+++ Input records
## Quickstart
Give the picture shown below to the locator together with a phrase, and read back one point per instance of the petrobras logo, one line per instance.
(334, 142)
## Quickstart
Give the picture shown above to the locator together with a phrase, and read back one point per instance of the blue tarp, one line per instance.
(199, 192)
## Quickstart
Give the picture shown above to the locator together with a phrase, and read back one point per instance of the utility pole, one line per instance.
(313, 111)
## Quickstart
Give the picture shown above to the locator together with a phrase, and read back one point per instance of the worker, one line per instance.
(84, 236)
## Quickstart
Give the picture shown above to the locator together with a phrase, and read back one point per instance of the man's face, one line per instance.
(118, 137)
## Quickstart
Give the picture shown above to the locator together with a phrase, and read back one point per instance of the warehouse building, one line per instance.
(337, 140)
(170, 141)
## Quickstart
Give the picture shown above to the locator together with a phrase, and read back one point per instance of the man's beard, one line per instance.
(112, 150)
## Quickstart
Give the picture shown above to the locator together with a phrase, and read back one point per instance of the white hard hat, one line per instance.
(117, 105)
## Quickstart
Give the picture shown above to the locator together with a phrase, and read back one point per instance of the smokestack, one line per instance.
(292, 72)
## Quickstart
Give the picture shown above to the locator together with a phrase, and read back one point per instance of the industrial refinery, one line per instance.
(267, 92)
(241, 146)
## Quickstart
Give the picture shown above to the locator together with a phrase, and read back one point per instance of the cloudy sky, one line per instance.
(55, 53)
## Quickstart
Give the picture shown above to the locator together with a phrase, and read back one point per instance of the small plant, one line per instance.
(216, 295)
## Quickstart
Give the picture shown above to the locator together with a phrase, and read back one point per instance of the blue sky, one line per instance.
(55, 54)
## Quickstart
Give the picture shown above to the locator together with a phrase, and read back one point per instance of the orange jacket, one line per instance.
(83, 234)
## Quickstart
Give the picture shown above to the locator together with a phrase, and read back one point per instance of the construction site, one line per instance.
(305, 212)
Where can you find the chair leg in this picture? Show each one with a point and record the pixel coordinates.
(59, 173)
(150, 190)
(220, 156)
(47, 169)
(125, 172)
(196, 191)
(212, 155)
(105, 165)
++++++
## Task item
Reproduce the material in full. Keep it identical to the original.

## Response
## Quickstart
Give the picture shown below to the locator together with a phrase, and read back one point per instance of the petrobras logo, one line per instance.
(334, 142)
## Quickstart
Give the picture shown above to the locator together with a phrase, and read back one point per instance of the blue tarp, one line per instance.
(199, 192)
## Quickstart
Give the picture shown above to the locator together with a phrase, and read back one point per instance of the utility pole, one line per instance.
(313, 111)
## Quickstart
Give the picture shown above to the locator together with a phrase, and read back one point per instance of the worker, one line per instance.
(84, 236)
## Quickstart
Give the picture shown above to the locator together with a phrase, and read back one point per instance of the man's face, one line per instance.
(118, 137)
## Quickstart
Give the picture shown above to the locator together with a phrase, and read back one point per instance of the warehouse building, one line per instance.
(337, 140)
(170, 141)
## Quickstart
Give the picture shown above to the locator together with a phrase, and read back one point per instance of the man's beard, one line per instance.
(112, 150)
## Quickstart
Give the picture shown above to the locator together with a phrase, and read back one point per instance of the white hard hat, one line per instance.
(117, 105)
## Quickstart
Give the picture shown above to the locator together with a phrase, and read back one point per instance of the smokestack, one line per instance.
(292, 72)
## Quickstart
Give the picture shown above to the locator together with a phrase, and read back one point per instance of the industrial refinery, one line per instance.
(267, 92)
(241, 146)
## Quickstart
Give the picture shown above to the locator together with a phrase, and read back one point per instance of the cloudy sky, one line per instance.
(55, 53)
## Quickstart
Give the picture shown above to the locator together with a phrase, and read back one point per instance of the small plant, one line per instance.
(216, 295)
## Quickstart
Give the picture shown above to the locator together with a phrase, and read back one point per instance of the blue sky, one line per instance.
(55, 54)
## Quickstart
Give the picture shown above to the locator together with a phrase, and read back one point per instance of the orange jacket, one line per instance.
(83, 234)
## Quickstart
Give the picture shown above to the locator together with a phrase, and read back one point per instance of the construction site, one line per instance.
(305, 212)
Where can you find the chair leg in this picture? Show each one with a point and record the pixel coordinates.
(59, 173)
(150, 190)
(220, 156)
(47, 169)
(125, 172)
(196, 191)
(212, 155)
(105, 165)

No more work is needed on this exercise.